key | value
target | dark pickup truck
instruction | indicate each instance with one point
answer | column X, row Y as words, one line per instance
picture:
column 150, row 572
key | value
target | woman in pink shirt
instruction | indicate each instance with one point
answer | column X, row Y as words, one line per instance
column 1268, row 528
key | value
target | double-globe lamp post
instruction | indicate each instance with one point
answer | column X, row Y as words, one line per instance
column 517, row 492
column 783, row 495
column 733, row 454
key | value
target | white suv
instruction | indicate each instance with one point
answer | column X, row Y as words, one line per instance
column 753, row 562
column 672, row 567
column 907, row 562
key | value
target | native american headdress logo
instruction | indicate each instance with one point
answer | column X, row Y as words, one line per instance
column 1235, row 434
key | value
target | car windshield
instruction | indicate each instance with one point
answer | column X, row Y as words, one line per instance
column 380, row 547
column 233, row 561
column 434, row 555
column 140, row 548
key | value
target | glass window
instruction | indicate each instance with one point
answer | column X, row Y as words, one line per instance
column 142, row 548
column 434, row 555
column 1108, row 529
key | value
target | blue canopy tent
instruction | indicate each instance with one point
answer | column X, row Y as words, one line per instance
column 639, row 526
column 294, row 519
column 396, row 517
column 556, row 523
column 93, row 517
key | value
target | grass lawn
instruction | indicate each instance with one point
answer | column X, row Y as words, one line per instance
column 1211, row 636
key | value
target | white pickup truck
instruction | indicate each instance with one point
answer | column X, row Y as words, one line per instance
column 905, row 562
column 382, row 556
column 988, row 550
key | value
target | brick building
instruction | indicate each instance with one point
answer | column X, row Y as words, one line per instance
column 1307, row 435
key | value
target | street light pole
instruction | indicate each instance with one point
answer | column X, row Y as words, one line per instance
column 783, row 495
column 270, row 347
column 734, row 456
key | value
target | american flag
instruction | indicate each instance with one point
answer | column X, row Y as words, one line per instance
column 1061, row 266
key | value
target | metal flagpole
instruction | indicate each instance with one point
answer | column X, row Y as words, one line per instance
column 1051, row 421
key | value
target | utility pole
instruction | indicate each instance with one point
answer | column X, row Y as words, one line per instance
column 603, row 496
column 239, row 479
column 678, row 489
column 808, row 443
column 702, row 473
· · · · ·
Extract all lines from the material above that include the word "american".

target | native american headdress logo
target | american flag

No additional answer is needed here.